### Given text
———

The most common side effect of IVIG treatment is headache. But chills, flushing, fatigue, muscle aches, and abdominal pain may also occur. These symptoms may be a side effect of the infusion. But they could also be due to an underlying infection that causes the transfused immunoglobulins to activate the immune system and release signals that cause the typical flu-like symptoms.
Treatment may be stopped if symptoms appear in order to check for hidden infections, which are most frequently found in the sinuses and lungs. Otherwise, only treating the symptoms is required.
Severe Side Effects of IVIG Treatment
While there is a potential for severe side effects to IVIG therapy, they are exceedingly rare. Similar to the mild side effects, the more dangerous reactions typically appear immediately or within a few hours after starting treatment. These side effects are also more likely to manifest during the initial treatment or following a change in IVIG product.
One such reaction that may occur after receiving IVIG therapy is anaphylaxis. Anaphylaxis is a serious allergic reaction that can result in swelling of the airways, hives, vomiting, low blood pressure, and even death. This is most commonly due to IgA deficiency and can be treated by stopping the infusion and administering epinephrine. Anaphylaxis with IVIG is now extremely uncommon due to recent improvements in the manufacturing process.
Other possible but rare side effects of IVIG treatment include transfusion-associated circulatory overload (TACO) and transfusion-associated lung injury (TRALI). Respiratory distress can result from either condition. Slowing the infusion, using less salty solutions, and adding diuretics to help the patient urinate extra fluid are all possible treatments for TACO. TRALI is treated by abruptly stopping the infusion and providing respiratory support.

———

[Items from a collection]

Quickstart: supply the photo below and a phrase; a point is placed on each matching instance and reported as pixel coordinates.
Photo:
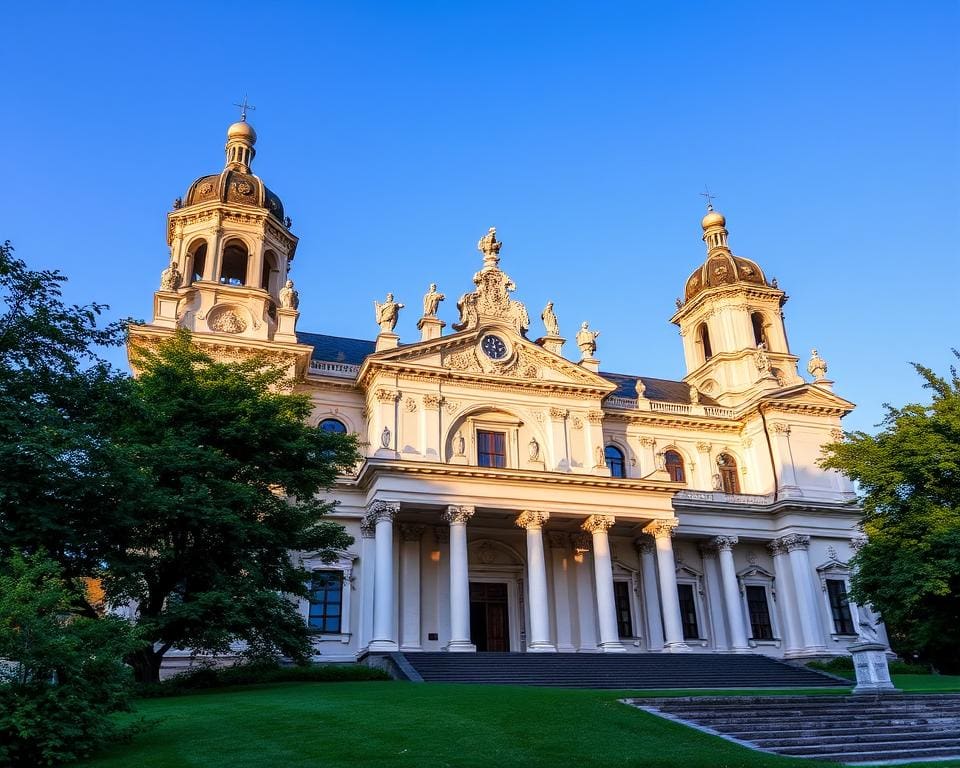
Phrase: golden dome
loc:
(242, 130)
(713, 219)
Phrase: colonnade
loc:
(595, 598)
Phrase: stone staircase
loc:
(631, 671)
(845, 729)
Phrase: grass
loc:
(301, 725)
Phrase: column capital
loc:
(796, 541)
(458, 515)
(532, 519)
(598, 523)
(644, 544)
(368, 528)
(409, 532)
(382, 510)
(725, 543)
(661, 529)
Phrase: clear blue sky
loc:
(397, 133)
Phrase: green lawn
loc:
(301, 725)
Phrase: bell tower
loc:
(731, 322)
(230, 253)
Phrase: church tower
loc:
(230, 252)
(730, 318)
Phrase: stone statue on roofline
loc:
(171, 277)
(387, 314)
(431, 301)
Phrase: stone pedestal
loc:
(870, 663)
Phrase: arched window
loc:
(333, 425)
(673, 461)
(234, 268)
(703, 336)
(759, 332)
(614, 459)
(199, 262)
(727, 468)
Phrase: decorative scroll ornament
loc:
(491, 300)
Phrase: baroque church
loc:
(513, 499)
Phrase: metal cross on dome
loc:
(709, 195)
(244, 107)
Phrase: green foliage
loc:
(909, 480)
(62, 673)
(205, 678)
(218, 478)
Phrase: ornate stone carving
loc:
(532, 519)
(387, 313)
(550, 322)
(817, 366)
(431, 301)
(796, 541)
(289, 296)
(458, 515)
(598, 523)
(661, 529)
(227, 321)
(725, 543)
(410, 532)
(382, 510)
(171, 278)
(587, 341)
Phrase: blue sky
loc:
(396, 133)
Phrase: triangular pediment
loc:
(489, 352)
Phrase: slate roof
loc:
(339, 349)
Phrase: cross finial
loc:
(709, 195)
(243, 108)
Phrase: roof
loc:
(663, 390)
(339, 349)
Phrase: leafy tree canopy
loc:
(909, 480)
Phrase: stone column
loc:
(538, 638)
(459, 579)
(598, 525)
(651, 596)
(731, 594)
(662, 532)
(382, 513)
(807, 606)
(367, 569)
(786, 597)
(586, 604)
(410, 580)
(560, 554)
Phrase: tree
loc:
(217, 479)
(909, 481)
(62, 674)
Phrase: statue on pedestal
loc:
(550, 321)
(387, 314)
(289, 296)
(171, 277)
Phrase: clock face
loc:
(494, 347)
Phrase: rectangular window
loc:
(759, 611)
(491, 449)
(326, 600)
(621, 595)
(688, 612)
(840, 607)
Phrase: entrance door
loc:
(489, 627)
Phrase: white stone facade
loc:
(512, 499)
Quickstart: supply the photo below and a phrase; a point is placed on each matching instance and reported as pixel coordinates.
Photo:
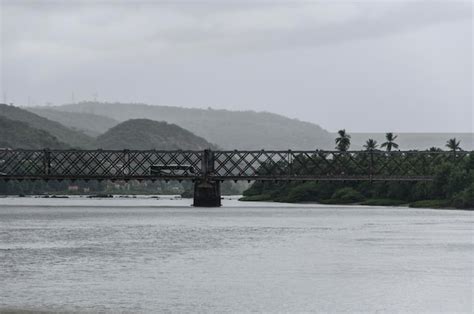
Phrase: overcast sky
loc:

———

### Tasks to complete
A - According to the text on IVIG side effects, how is TRALI treated?
B - Carry on the text on IVIG side effects from its last sentence.
You can leave the items aside; they aren't needed here.

### Responses per task
A - By abruptly stopping the infusion and providing respiratory support.

B -
Long-Term Side Effects of IVIG Therapy
IVIG may be associated with some long-term or delayed effects after treatment. IVIG recipients might have a higher risk of developing blood clots. Blood clot risk is higher in people with other conditions like cancer, estrogen therapy, immobilization, and some hereditary connective tissue diseases that increase their risk of clot formation.
Although rare, another possible side effect of repeated IVIG treatment is kidney injury. Individuals in the geriatric population, those aged 65 and up, as well as those with pre-existing renal conditions, are at a higher risk. This heightened susceptibility may be attributed to the presence of sugars within (IVIG) treatments or the release of toxic remnants from red blood cells that are destroyed upon interaction with transfused immunoglobulins.
Anemia can occasionally result from IVIG when enough red blood cells are destroyed. For these reasons, if the recipient exhibits symptoms like pallor, fatigue, or weakness, testing for anemia may be carried out for a few days after transfusion. Several days after IVIG treatment, eczematous reactions may also occur as a side effect.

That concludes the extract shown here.